━━━ Exercise material ━━━

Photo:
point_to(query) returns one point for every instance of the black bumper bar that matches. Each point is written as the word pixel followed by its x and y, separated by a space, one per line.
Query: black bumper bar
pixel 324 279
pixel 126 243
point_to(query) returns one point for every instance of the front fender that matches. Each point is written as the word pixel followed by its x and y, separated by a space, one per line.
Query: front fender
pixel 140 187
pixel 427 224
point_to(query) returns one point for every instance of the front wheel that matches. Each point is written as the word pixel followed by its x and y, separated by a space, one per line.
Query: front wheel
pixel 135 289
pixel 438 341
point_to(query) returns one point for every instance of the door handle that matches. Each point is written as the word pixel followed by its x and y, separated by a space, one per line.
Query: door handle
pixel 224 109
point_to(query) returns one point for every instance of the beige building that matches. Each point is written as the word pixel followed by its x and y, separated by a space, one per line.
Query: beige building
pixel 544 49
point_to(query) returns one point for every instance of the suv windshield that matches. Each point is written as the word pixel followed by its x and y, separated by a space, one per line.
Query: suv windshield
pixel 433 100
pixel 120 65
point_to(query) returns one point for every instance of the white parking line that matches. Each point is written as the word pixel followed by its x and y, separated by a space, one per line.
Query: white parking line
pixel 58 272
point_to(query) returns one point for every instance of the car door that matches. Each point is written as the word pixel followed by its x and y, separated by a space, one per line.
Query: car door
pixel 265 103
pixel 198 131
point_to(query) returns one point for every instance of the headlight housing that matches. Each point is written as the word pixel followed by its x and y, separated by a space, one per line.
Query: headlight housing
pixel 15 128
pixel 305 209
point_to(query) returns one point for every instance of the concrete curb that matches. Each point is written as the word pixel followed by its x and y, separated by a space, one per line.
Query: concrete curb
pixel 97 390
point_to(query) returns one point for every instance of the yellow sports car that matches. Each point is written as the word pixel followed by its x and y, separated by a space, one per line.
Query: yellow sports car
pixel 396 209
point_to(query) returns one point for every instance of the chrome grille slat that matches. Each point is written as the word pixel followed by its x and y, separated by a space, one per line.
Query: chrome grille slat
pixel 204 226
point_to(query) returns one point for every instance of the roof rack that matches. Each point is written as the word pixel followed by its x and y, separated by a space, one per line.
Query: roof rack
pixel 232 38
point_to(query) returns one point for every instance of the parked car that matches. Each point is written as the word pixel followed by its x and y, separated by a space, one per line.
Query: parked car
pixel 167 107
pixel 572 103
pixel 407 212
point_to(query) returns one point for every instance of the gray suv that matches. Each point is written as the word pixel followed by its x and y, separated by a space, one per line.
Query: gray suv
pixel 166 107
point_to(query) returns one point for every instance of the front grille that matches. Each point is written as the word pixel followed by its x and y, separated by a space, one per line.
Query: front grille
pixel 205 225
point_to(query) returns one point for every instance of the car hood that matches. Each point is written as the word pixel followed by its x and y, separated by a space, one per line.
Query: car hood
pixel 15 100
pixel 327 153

━━━

(Instructions to follow):
Set all the entries above down again exactly.

(Reply):
Photo:
point_to(query) returns one point for every instance of the black bumper bar that matches. Each point is written as the word pixel followed by its x and y, separated by a space, one per line.
Query: black bumper bar
pixel 324 279
pixel 126 243
point_to(query) returns one point for every instance of the front fender that matches. Each point is written as the word pixel followed by its x and y, separated by a space, one per line.
Query: front fender
pixel 140 187
pixel 427 224
point_to(query) returns one point for every instance of the front wheel that matches. Each point is written as the word pixel followed by its x and y, separated by a space, one per line.
Query: front wheel
pixel 135 289
pixel 438 341
point_to(query) returns one point for every instance of the door handle that matches. Each point is written as the word pixel followed by its x and y, separated by a space, one per line.
Query: door handle
pixel 224 109
point_to(query) returns one point for every instance of the beige building that matches. Each point is written as the word pixel followed by its x and y, separated by a space, one per line.
Query: beige building
pixel 544 49
point_to(query) returns one point for every instance of the suv windshield that matches. Each point is written as the word pixel followed by its x and y, separated by a space, one per line.
Query: suv windshield
pixel 433 100
pixel 120 65
point_to(query) returns one point for every instance of the white parking line that matches. Each point is written as the word pixel followed by its x and y, separated by a space, one per line.
Query: white parking line
pixel 58 272
point_to(query) returns one point for every instance of the car door that matches. Each point is written as the word pixel followed by its x and y, separated by a space, one per line.
Query: car door
pixel 265 103
pixel 198 131
point_to(query) returns one point for every instance of the headlight housing that matches. Each point is written as the word pixel followed by its x and y, separated by a space, one per line.
Query: headlight housing
pixel 15 128
pixel 305 209
point_to(query) returns one point for every instance of the concrete curb that matches. Each point is written as the word pixel followed by its x and y, separated by a space, one per line.
Query: concrete curb
pixel 97 390
point_to(query) returns one point for every instance of the yellow sports car that matches. Each point is written as the word pixel followed by its x and y, separated by a space, one per line.
Query: yellow sports car
pixel 396 209
point_to(query) returns one point for every instance of the chrome grille slat that matches. Each point is written as the word pixel followed by its x and y, separated by a space, one per line.
Query: chrome grille slat
pixel 204 226
point_to(query) returns one point for every instance of the roof rack that matches. Each point is written as the word pixel followed by its x and y, separated by a space, one per line.
Query: roof rack
pixel 232 38
point_to(query) returns one point for every instance of the parked car that matches. Each point is written as the word pixel followed by its x and y, separated by a space, one per line.
Query: parked car
pixel 167 107
pixel 572 103
pixel 407 212
point_to(query) returns one point for every instance of the gray suv that matches. Each point is written as the word pixel followed by its x and y, separated by a space, one per line.
Query: gray suv
pixel 166 107
point_to(query) returns one point for every instance of the front grille that matches. Each point is written as the word pixel followed by its x and y, separated by a space, one per line.
Query: front grille
pixel 205 225
point_to(query) returns one point for every instance of the car hood that matches. Each point is written as the word pixel followed by its x and y, separated by a space, one per line.
Query: car hood
pixel 15 100
pixel 327 153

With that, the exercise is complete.